*EXERCISE DETAILS*. The entries below should be written out again exactly as they stand.

(Records from a dataset)
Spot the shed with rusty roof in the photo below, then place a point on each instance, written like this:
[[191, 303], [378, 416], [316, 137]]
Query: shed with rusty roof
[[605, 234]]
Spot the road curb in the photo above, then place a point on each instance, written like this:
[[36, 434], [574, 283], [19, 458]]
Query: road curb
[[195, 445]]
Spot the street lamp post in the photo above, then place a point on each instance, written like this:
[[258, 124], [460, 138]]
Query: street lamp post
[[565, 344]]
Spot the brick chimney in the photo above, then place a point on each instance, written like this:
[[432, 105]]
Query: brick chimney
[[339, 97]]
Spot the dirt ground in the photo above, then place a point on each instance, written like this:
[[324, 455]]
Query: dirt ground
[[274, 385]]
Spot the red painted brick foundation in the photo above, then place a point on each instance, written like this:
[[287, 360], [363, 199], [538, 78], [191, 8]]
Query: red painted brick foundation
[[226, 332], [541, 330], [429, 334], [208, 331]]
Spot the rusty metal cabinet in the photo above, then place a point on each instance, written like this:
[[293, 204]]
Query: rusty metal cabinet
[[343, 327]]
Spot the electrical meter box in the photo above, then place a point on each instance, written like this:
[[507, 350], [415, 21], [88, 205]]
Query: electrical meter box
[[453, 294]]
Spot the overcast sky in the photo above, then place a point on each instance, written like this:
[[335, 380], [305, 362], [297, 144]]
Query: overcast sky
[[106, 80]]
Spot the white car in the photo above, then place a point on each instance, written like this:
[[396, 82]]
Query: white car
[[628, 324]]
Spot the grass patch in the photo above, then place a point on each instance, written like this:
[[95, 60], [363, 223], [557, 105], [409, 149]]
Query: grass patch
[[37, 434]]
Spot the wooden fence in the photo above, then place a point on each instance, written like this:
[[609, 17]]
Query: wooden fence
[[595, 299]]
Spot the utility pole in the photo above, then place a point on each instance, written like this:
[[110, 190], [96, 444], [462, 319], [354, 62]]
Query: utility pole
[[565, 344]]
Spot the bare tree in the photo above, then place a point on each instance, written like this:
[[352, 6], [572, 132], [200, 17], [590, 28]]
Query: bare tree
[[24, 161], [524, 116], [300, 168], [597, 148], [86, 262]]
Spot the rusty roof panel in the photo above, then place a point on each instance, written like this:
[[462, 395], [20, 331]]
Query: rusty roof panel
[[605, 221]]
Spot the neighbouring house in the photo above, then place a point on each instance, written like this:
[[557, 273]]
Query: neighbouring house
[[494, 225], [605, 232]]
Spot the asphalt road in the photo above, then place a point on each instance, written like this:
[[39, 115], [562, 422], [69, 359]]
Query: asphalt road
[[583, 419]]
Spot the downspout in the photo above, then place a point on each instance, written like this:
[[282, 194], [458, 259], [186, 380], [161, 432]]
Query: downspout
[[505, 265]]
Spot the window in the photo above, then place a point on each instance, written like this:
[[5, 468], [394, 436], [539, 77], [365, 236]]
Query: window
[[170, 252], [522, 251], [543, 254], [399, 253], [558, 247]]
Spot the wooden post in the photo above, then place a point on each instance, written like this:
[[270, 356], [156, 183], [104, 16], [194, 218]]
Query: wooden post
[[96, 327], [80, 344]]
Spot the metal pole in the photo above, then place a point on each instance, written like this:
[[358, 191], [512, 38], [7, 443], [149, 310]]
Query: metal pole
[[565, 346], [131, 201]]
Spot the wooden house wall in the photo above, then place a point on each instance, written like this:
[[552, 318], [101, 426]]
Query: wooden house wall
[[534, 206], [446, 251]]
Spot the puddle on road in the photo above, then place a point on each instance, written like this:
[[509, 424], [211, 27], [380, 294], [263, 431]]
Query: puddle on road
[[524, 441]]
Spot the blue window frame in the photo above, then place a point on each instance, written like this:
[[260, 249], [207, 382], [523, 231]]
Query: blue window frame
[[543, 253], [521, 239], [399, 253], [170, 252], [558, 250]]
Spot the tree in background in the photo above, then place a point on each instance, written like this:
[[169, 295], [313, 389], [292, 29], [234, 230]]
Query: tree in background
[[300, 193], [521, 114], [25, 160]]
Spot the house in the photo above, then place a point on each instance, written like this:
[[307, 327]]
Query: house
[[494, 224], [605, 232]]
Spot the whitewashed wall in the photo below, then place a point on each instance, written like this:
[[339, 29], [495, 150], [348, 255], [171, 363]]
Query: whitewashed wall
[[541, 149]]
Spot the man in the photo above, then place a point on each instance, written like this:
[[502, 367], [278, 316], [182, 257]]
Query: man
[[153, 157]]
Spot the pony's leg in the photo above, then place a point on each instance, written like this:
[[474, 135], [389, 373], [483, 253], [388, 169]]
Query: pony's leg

*FINISHED EXERCISE*.
Spot the shed with rusty roof in the photo below, then place a point on each instance, written like this:
[[191, 303], [378, 416], [316, 137]]
Query: shed with rusty roof
[[605, 234]]
Spot the road curb in the photo above, then place a point on each instance, written like this:
[[36, 434], [574, 283], [19, 458]]
Query: road curb
[[195, 445]]
Spot the street lamp post in the photo above, then place a point on each instance, written like this:
[[258, 124], [460, 138]]
Query: street lamp post
[[565, 344]]
Spot the brick chimney in the photo above, then place a point on each instance, written like this:
[[432, 105]]
Query: brick chimney
[[339, 97]]
Spot the dirt ground in the photo above, then place a point on each instance, written like this:
[[324, 455]]
Query: dirt ground
[[274, 385]]
Spot the red painted brick foundation in the photo above, then place a point on each instance, written like this:
[[287, 360], [363, 199], [538, 78], [191, 8]]
Query: red painted brick foundation
[[226, 332], [541, 330], [429, 334], [208, 331]]
Spot the rusty metal cabinet in the photo above, then place a point on each instance, written like this:
[[293, 204]]
Query: rusty metal cabinet
[[343, 327]]
Spot the electrical meter box in the photo above, then place a point on each instance, written like this:
[[507, 350], [415, 21], [88, 205]]
Query: electrical meter box
[[453, 294]]
Spot the overcast sky in the photo above, then place a point on each instance, written like this:
[[335, 380], [305, 362], [297, 144]]
Query: overcast sky
[[106, 80]]
Spot the white car in the photo above, then place a point on each instance, written like this:
[[396, 82]]
Query: white car
[[628, 324]]
Spot the grass patch in the photo above, then place a point on each instance, written like this:
[[95, 60], [363, 223], [557, 105], [409, 149]]
Query: grass patch
[[37, 434]]
Spot the wooden fence in the photo above, then place a point on each instance, written like this:
[[609, 17]]
Query: wooden fence
[[595, 299]]
Spot the utility pole in the photo above, then place a point on each instance, written like this:
[[110, 190], [96, 444], [462, 319], [354, 62]]
Query: utility pole
[[565, 344]]
Spot the bare tree in the photo above, then place a point on each instance, written like this:
[[352, 6], [572, 132], [200, 17], [590, 28]]
Query: bare tree
[[24, 161], [524, 116], [300, 168], [597, 148], [86, 262]]
Spot the rusty roof panel in the photo above, then place a point on each instance, written like this:
[[462, 395], [20, 331]]
Query: rusty roof panel
[[605, 221]]
Spot the neighbouring house in the photo above, then place a point on each instance, written like this:
[[557, 273]]
Query: neighbouring house
[[494, 225], [605, 232]]
Spot the asphalt road in the photo above, then place a point on each instance, written like this:
[[39, 115], [562, 422], [69, 359]]
Query: asphalt road
[[583, 419]]
Spot the downspout in the photo above, then place a point on each instance, written like this:
[[282, 194], [458, 259], [186, 380], [161, 432]]
Query: downspout
[[505, 265]]
Spot the window in the photo above, then place a point on each instance, written like this:
[[5, 468], [394, 436], [539, 77], [365, 236]]
Query: window
[[170, 252], [522, 251], [543, 254], [399, 253], [558, 247]]
Spot the wooden post in the photo above, then place a point on each instance, written like this:
[[270, 356], [156, 183], [104, 16], [194, 218]]
Query: wooden post
[[96, 327], [80, 344]]
Spot the metal pole in the photo above, then place a point on each instance, written like this:
[[358, 191], [512, 38], [7, 443], [149, 310]]
Query: metal pole
[[565, 346], [131, 201]]
Spot the wooden house wall in the photo above, then place a point on each instance, written like this:
[[552, 318], [101, 426]]
Query: wooden house wall
[[534, 206], [446, 251]]
Spot the puddle on road in the photo above, then place a point on each instance, written like this:
[[509, 424], [211, 27], [380, 294], [263, 431]]
Query: puddle on road
[[524, 441]]
Spot the blue window frame in the photo above, then place a point on each instance, written like this:
[[260, 249], [207, 382], [523, 231]]
Query: blue window frame
[[543, 253], [521, 239], [399, 253], [170, 252], [558, 250]]
Spot the tree in background in the photo above, then place a point on each instance, written like this:
[[169, 295], [313, 389], [292, 29], [234, 230]]
Query: tree in background
[[300, 193], [521, 114], [25, 160]]
Spot the house in the photo above, then place a point on each instance, written like this:
[[307, 327]]
Query: house
[[494, 224], [605, 232]]
Spot the whitewashed wall in the photo below, then place a point on each instance, written like this:
[[339, 29], [495, 150], [348, 255], [171, 363]]
Query: whitewashed wall
[[541, 149]]
Spot the man in the photo above, then place a point on each instance, written like this:
[[502, 367], [278, 316], [182, 257]]
Query: man
[[153, 157]]
Spot the pony's leg in the photo above, then place a point on each instance, written like this:
[[474, 135], [389, 373], [483, 253], [388, 169]]
Query: pony's leg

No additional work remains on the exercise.